Goal A: Collect every line of the records, shown below the forum thread, that contains the string "wash". Case counts.

Given passage:
========

POV-Ray : Newsgroups : povray.general : Isosurface, box with transformations Server Time
4 Nov 2024 17:32:00 EST (-0500)
  Isosurface, box with transformations (Message 1 to 5 of 5)  
From: StephenS
Subject: Isosurface, box with transformations
Date: 22 Oct 2003 08:00:01
Message: <3f967141@news.povray.org>
I would like to blob together several box shapes in an isosurface. The size
and transformations of each box will be output from Moray to help me
visualize where everything is.

The following approach seems to work so far.
Only one shape is used so far. Additional shapes will use an array, like in
sx (start x), and a loop. Shear not add yet. Bounding box not calculated.

My question:
Is there a better way to add the transformations to the individual shapes in
the isosurface.

//start code
camera {
  location  <-0.5, 2.0, -3.0>
  look_at   <0.5, 0.5,  0.0>
  right     x*image_width/image_height
}

light_source {
  0*x
  color rgb <1,1,1>
  translate <-20, 40, -20>
}

#declare sx=array[4]{0,0,0,0}; // start
#declare sy=0;
#declare sz=0;
#declare fx=1; // finish
#declare fy=1;
#declare fz=1;

#declare length_x=(fx-sx[0]);
#declare length_y=(fx-sy);
#declare length_z=(fx-sz);

#declare scx=1; // scale
#declare scy=1;
#declare scz=1;

#declare shxy=0; // shear
#declare shxz=0;
#declare shyx=0;
#declare shyz=0;
#declare shzx=0;
#declare shzy=0;

#declare rx=20; // rotate
#declare ry=0;
#declare rz=0;

#declare tx=0; // translate
#declare ty=0;
#declare tz=0;

#declare f_box = function (x,y,z) {
           max(
             (abs(x-length_x/2+sx[0])-abs(length_x/2)),
             (abs(y-length_y/2+sy)-abs(length_y/2)),
             (abs(z-length_z/2+sz)-abs(length_z/2))

========

Extracted material:

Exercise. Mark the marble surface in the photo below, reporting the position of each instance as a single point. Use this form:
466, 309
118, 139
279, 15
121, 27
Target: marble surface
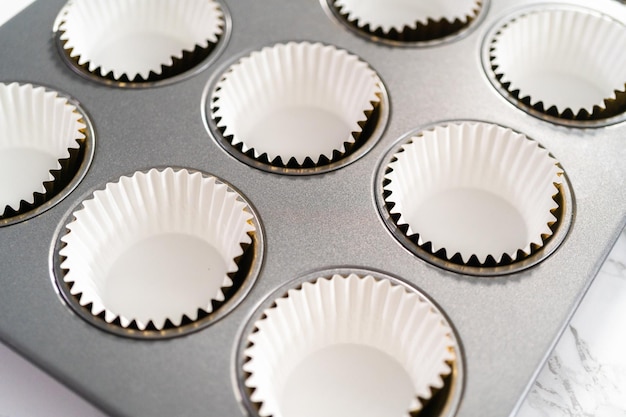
584, 377
586, 374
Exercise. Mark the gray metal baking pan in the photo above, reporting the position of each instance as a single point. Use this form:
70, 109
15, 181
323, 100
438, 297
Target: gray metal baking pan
507, 324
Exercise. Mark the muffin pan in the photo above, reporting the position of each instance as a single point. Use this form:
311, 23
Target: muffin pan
331, 223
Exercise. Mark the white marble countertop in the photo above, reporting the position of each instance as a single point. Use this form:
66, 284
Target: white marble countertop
584, 377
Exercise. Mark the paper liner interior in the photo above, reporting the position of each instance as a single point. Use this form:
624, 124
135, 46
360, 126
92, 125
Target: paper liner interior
155, 248
139, 40
39, 132
474, 192
572, 70
408, 21
370, 324
295, 103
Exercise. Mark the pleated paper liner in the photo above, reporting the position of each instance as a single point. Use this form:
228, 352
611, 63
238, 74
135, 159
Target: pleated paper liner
474, 197
45, 149
297, 108
575, 72
159, 253
407, 23
347, 343
136, 43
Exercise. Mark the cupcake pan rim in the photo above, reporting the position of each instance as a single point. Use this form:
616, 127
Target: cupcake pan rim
457, 365
87, 148
379, 118
567, 117
564, 215
211, 54
378, 36
255, 251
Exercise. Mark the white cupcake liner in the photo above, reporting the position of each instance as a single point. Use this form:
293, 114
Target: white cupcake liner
414, 21
155, 247
362, 317
139, 40
572, 70
476, 190
295, 102
38, 128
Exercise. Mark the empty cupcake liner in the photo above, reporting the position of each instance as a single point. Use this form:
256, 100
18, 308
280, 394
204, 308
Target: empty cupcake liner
403, 21
572, 71
347, 345
139, 41
474, 193
155, 250
40, 135
296, 105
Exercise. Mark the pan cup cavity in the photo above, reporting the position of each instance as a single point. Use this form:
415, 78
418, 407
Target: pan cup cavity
42, 149
139, 42
346, 344
159, 253
297, 108
474, 197
401, 22
571, 75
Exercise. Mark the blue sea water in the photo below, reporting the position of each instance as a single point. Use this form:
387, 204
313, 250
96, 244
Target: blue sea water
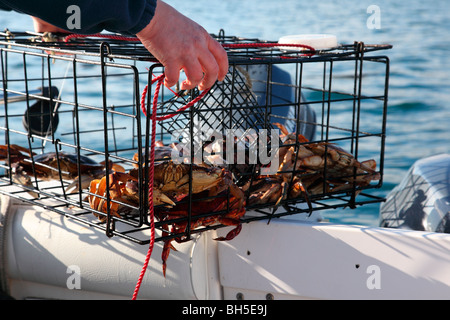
419, 89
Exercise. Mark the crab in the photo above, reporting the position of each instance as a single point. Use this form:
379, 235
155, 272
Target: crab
52, 165
308, 168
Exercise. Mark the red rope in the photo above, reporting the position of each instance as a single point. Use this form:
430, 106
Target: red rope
160, 79
154, 118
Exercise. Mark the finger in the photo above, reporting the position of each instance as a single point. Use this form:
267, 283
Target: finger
211, 70
194, 74
221, 58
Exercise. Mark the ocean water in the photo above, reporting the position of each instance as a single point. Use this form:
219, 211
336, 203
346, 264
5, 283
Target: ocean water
419, 91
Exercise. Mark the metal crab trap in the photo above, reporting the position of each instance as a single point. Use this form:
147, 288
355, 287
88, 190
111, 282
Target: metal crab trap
289, 131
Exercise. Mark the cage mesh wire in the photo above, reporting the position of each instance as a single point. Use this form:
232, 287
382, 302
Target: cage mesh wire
93, 87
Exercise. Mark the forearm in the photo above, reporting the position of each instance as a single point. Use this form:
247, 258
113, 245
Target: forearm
125, 16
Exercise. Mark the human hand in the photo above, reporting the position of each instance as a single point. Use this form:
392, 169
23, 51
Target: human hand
180, 43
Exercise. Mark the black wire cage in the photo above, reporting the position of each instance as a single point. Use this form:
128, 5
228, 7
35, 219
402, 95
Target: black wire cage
77, 142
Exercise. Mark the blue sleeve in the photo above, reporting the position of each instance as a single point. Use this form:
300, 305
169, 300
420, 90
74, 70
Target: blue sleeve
123, 16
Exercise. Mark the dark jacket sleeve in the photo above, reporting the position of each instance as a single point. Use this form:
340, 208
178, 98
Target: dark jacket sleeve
123, 16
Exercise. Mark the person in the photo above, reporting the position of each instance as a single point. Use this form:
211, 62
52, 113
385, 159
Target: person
172, 38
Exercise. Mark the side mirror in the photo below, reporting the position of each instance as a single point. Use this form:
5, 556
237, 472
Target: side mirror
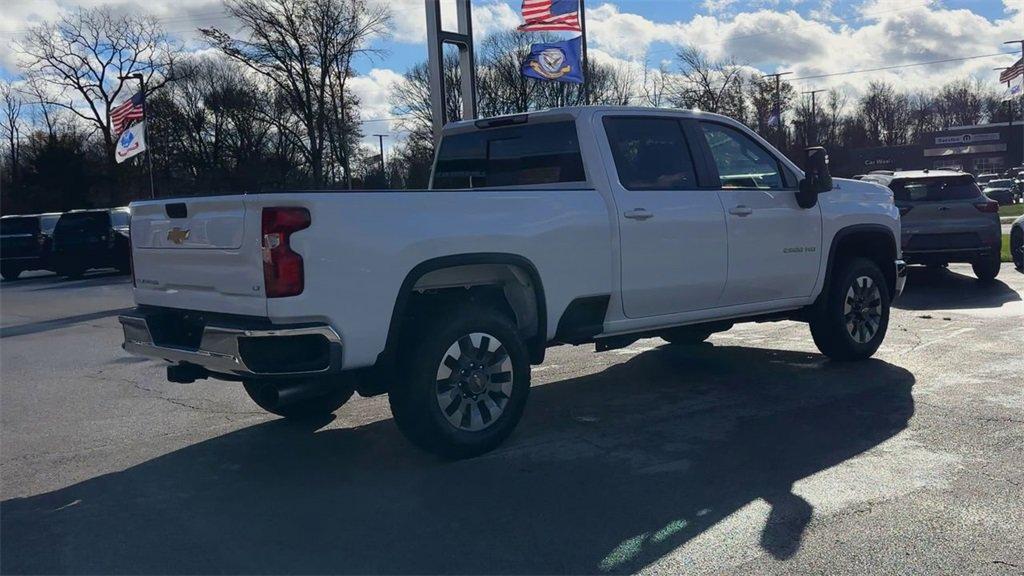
816, 176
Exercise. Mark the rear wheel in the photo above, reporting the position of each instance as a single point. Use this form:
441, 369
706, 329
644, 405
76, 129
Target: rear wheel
851, 320
987, 269
299, 399
465, 382
9, 272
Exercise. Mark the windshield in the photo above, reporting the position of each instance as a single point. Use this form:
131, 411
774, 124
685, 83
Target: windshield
28, 224
935, 190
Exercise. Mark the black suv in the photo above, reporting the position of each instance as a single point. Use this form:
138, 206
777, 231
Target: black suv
945, 218
88, 239
25, 243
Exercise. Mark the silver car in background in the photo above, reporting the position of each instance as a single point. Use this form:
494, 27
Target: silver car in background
945, 218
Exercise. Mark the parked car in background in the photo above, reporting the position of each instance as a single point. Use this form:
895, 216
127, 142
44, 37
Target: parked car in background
594, 224
945, 218
1003, 191
983, 179
25, 243
91, 239
1017, 243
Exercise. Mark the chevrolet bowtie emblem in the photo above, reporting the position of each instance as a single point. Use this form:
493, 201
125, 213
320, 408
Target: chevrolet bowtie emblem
177, 235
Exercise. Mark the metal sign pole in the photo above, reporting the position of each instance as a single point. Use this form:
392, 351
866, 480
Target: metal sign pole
436, 38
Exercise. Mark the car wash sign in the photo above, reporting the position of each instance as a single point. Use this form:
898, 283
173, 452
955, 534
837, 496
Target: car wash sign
968, 138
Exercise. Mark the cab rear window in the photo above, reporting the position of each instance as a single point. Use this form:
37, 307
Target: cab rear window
935, 190
83, 222
521, 155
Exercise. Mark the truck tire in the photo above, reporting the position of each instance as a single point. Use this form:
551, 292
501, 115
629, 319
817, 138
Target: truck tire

========

Goal B: Proceed with the POV-Ray isosurface forum post, picking up right after its last line.

Result A:
Exercise. Mark the car wash sign in the photo above, reporting the position of each instance as a single point. Use this form:
Target: car wash sign

Result B:
           )
         };

#declare f_scale          = function (x,y,z) {f_box(x/scx,y/scy,z/scz)};
#declare f_rotate_x       = function (x,y,z) {f_scale   (x
,z*sin(radians(rx)) + y*cos(radians(rx)) ,z*cos(radians(rx)) -
y*sin(radians(rx)))};
#declare f_rotate_y       = function (x,y,z)
{f_rotate_x(x*cos(radians(ry)) - z*sin(radians(ry)) ,y ,x*sin(radians(ry)) +
z*cos(radians(ry)))};
#declare f_rotate_z       = function (x,y,z) {f_rotate_y(x*cos(radians(rz))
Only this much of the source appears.